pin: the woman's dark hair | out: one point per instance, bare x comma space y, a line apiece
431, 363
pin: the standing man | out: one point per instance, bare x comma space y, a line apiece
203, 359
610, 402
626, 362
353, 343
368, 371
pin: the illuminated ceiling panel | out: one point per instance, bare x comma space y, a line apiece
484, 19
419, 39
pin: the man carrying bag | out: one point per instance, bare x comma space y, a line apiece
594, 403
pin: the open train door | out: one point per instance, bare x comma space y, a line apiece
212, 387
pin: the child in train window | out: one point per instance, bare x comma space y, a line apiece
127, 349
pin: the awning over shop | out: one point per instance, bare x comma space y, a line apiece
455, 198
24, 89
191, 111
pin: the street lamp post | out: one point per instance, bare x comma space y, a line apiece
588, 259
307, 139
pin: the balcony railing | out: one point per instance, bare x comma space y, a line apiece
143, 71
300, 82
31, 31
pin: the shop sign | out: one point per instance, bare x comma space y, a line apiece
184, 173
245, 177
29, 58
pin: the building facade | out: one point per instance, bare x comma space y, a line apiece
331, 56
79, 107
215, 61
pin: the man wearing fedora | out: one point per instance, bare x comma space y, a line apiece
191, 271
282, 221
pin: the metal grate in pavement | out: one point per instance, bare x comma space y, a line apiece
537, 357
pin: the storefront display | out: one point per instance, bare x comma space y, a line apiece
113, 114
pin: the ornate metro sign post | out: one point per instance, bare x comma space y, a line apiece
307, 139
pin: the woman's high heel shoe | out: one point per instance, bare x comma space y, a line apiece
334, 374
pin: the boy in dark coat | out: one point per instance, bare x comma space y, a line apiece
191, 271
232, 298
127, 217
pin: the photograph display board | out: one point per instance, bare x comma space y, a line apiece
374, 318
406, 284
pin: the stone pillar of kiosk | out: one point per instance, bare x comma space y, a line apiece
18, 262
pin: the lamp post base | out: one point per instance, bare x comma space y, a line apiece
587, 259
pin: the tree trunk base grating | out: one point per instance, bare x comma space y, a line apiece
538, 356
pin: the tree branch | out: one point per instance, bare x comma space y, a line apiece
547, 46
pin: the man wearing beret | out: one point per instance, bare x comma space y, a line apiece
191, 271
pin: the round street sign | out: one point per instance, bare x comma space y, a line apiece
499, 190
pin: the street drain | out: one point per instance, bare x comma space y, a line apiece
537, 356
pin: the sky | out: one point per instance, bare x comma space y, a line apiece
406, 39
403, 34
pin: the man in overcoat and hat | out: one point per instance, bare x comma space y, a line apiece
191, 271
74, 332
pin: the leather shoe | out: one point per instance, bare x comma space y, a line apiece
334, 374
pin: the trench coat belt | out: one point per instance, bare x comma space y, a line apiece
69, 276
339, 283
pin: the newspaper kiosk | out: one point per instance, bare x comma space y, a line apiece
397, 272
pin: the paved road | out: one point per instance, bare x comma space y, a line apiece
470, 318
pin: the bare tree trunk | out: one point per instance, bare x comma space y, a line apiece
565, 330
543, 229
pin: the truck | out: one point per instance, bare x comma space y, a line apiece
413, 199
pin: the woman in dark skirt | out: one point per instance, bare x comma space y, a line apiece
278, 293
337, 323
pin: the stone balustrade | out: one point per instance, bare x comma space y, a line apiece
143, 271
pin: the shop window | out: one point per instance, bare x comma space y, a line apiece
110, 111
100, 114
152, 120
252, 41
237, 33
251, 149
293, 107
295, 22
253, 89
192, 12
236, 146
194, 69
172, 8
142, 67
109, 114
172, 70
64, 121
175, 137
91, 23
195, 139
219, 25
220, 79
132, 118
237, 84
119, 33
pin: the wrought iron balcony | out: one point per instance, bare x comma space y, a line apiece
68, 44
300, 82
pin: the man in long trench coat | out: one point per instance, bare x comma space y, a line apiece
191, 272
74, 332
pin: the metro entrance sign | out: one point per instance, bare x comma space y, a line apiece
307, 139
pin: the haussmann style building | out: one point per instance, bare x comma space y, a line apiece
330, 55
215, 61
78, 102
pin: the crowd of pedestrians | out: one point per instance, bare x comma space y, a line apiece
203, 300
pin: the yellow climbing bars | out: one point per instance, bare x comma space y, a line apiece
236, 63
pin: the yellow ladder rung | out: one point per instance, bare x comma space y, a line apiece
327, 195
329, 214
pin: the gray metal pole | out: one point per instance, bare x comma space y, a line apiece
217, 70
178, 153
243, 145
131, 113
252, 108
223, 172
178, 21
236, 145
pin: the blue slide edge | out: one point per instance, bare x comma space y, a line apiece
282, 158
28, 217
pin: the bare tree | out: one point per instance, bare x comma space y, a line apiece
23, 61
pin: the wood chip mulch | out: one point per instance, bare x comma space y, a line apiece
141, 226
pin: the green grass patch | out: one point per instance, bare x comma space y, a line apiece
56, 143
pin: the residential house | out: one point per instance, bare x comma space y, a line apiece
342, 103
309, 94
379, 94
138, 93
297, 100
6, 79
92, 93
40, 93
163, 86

• What the task requires
Repeat, without changes, every line from the one that contains "pin: the haussmann" through the final line of the data.

• Answer for the task
pin: the haussmann style building | out: one point per instance, bare x comma space y, a line apiece
330, 55
215, 61
78, 102
pin: the crowd of pedestrians | out: one point per instance, bare x comma space y, a line apiece
203, 300
pin: the yellow climbing bars | out: one point per instance, bare x comma space y, a line apiece
236, 63
pin: the yellow ladder rung | out: one point per instance, bare x comma space y, a line apiece
327, 195
329, 214
pin: the gray metal pole | out: one point per instance, bare x comma space y, a line apiece
217, 70
178, 153
243, 145
131, 113
252, 108
223, 172
178, 21
236, 145
pin: the blue slide edge | out: one point per instance, bare x comma space y, a line apiece
282, 158
28, 217
pin: the bare tree | out: one point per instance, bare x comma space y, a line apiece
23, 61
pin: the wood chip mulch | out: one point per instance, bare x comma space y, a line apiece
141, 226
pin: the green grass patch | out: one point per instance, bare x comma space y, a line apiece
56, 143
pin: the residential house | out: one point per instance, bare x comma space y, a line apiece
342, 103
309, 94
379, 94
138, 93
297, 100
6, 79
92, 93
40, 93
163, 86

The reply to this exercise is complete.